Output, word for word, every line from the line with "Where can the antler" through the final line of the data below.

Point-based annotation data
= = = = =

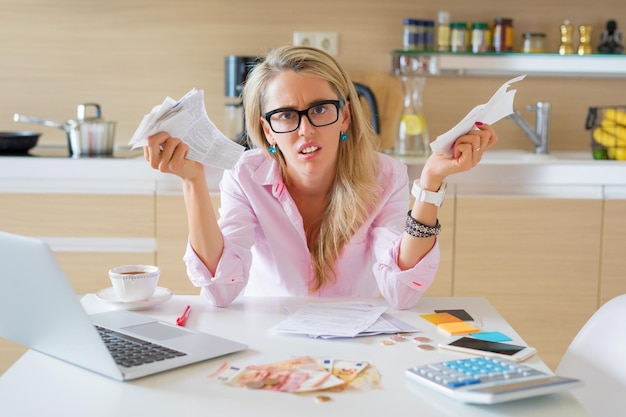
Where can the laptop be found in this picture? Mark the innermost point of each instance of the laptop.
(39, 309)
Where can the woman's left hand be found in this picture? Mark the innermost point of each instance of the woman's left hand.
(468, 150)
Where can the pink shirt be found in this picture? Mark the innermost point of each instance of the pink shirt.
(265, 250)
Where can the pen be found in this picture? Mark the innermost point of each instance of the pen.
(182, 320)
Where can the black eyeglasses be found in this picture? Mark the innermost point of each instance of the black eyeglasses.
(322, 113)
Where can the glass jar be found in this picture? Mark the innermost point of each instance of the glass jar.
(409, 40)
(480, 38)
(533, 42)
(412, 138)
(503, 35)
(443, 31)
(584, 40)
(459, 37)
(429, 35)
(567, 45)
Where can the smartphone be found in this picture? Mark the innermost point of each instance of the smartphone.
(508, 351)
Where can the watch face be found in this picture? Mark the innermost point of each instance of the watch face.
(425, 196)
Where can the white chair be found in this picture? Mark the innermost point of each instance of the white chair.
(597, 356)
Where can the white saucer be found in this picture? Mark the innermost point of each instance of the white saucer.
(108, 296)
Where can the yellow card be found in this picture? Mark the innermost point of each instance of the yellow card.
(438, 318)
(460, 327)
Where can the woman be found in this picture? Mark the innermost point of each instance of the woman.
(313, 209)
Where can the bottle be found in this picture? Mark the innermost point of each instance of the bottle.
(533, 42)
(479, 37)
(429, 35)
(412, 138)
(443, 31)
(459, 37)
(503, 35)
(584, 40)
(566, 46)
(409, 40)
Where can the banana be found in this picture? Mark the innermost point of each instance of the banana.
(615, 115)
(608, 139)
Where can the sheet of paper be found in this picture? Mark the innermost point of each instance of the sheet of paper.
(331, 319)
(491, 336)
(187, 119)
(499, 106)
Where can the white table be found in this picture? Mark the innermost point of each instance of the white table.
(39, 385)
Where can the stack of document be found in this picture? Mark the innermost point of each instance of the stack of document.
(187, 119)
(330, 320)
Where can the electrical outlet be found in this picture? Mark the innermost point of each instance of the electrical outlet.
(326, 41)
(304, 38)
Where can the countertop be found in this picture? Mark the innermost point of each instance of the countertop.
(512, 171)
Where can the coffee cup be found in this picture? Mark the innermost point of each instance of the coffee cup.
(134, 282)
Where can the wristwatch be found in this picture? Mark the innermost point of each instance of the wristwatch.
(428, 196)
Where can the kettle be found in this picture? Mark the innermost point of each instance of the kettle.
(89, 136)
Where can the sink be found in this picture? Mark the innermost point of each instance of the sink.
(526, 157)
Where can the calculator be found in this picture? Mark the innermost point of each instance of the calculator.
(488, 380)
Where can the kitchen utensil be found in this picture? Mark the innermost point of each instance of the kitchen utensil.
(17, 143)
(86, 136)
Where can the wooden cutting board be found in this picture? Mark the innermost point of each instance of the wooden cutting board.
(389, 98)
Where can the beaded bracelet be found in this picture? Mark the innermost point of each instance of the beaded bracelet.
(417, 229)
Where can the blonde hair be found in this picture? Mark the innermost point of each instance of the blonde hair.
(356, 192)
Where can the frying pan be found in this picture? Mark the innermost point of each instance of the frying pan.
(17, 143)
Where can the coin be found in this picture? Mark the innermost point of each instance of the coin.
(421, 339)
(425, 346)
(255, 384)
(271, 381)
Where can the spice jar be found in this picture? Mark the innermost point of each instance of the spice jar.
(409, 40)
(566, 46)
(443, 31)
(480, 37)
(429, 35)
(584, 40)
(459, 37)
(503, 35)
(533, 42)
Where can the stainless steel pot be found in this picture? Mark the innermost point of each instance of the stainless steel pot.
(17, 143)
(87, 136)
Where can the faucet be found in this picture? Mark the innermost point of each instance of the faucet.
(540, 136)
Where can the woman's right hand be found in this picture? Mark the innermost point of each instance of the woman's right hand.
(169, 155)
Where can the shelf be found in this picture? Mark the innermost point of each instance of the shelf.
(459, 64)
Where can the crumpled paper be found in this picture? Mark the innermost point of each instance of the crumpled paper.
(499, 106)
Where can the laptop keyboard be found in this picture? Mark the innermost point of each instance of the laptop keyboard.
(128, 351)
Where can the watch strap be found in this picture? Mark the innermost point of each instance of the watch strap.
(426, 196)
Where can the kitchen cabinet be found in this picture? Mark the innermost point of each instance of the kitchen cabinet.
(613, 261)
(89, 233)
(515, 63)
(536, 259)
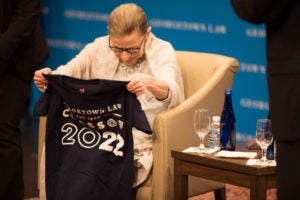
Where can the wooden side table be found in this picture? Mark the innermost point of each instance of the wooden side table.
(228, 170)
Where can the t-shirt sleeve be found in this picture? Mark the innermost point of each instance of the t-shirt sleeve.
(140, 120)
(42, 105)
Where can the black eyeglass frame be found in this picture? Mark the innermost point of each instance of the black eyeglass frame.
(128, 50)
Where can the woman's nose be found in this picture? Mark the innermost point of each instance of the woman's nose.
(125, 56)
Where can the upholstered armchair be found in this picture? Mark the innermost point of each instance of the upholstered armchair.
(205, 78)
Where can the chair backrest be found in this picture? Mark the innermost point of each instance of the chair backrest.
(198, 69)
(205, 78)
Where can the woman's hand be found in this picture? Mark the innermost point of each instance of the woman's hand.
(139, 85)
(39, 80)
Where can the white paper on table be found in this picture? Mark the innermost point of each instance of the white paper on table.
(254, 162)
(236, 154)
(197, 150)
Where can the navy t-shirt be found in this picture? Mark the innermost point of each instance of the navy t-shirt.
(89, 143)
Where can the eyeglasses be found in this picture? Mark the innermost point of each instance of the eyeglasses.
(128, 50)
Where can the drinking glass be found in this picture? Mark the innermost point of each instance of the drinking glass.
(264, 137)
(201, 126)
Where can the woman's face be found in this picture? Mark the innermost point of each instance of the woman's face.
(130, 47)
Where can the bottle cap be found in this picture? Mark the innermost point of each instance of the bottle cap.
(228, 91)
(216, 118)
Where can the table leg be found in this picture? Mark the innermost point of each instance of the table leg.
(258, 190)
(180, 182)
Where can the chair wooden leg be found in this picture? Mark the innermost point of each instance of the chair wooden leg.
(220, 194)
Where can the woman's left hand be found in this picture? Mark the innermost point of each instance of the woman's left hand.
(139, 85)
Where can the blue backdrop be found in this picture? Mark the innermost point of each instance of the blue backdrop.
(192, 25)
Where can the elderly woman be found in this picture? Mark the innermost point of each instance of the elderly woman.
(130, 52)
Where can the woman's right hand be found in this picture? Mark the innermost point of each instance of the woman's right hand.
(39, 80)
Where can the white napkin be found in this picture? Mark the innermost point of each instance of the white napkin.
(236, 154)
(197, 150)
(254, 162)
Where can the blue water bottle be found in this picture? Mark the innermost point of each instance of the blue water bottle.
(228, 127)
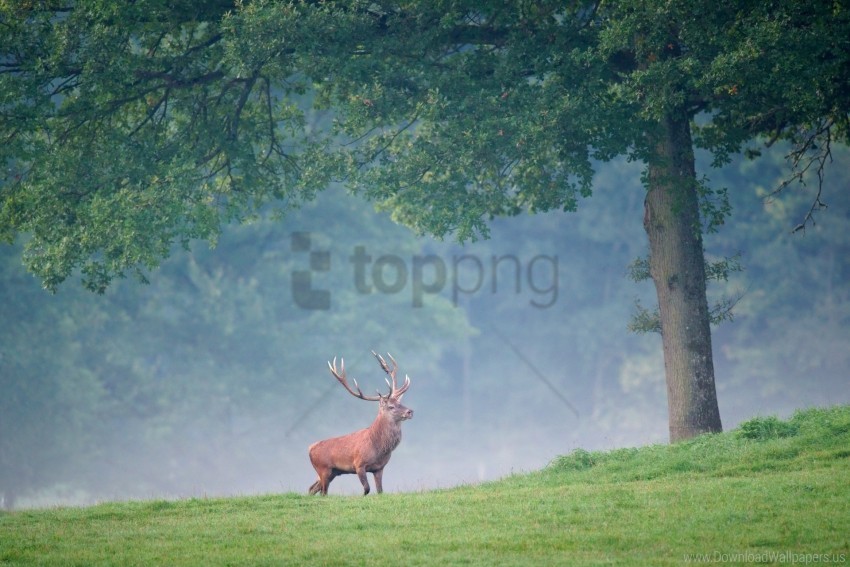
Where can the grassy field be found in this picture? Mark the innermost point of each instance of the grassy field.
(769, 492)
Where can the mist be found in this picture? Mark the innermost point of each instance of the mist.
(212, 380)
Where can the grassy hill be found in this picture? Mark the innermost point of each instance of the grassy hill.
(769, 492)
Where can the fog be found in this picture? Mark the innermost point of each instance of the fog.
(213, 380)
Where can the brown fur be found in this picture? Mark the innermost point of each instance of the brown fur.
(364, 451)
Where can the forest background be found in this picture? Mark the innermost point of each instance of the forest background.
(212, 379)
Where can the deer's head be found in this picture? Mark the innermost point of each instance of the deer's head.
(389, 405)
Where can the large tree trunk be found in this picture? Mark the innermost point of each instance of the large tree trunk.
(677, 267)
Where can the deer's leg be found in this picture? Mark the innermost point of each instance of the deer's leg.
(379, 474)
(361, 474)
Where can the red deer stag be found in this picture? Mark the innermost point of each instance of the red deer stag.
(367, 450)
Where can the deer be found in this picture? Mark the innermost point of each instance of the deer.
(367, 450)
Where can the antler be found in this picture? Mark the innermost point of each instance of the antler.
(395, 391)
(340, 375)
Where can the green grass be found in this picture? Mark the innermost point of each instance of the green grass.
(769, 488)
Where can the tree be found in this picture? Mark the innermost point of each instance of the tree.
(129, 128)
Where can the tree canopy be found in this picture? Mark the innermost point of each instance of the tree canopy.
(129, 128)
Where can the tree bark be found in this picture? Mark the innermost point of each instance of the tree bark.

= = = = =

- EXERCISE SOLUTION
Where can the antler be found in this picture? Mark the innermost point of each instance of the antler.
(395, 391)
(340, 375)
Where can the green grass be found in this picture? Mark the innermost point of each instance of the green grass.
(769, 488)
Where can the tree be found in this picture? Mark the innermost point of each instance of the tree.
(129, 128)
Where can the tree canopy be found in this picture? Mark the innermost point of each instance of the tree canopy.
(129, 128)
Where can the tree bark be found in this picture? Mark the innermost point of each instance of the tree bark.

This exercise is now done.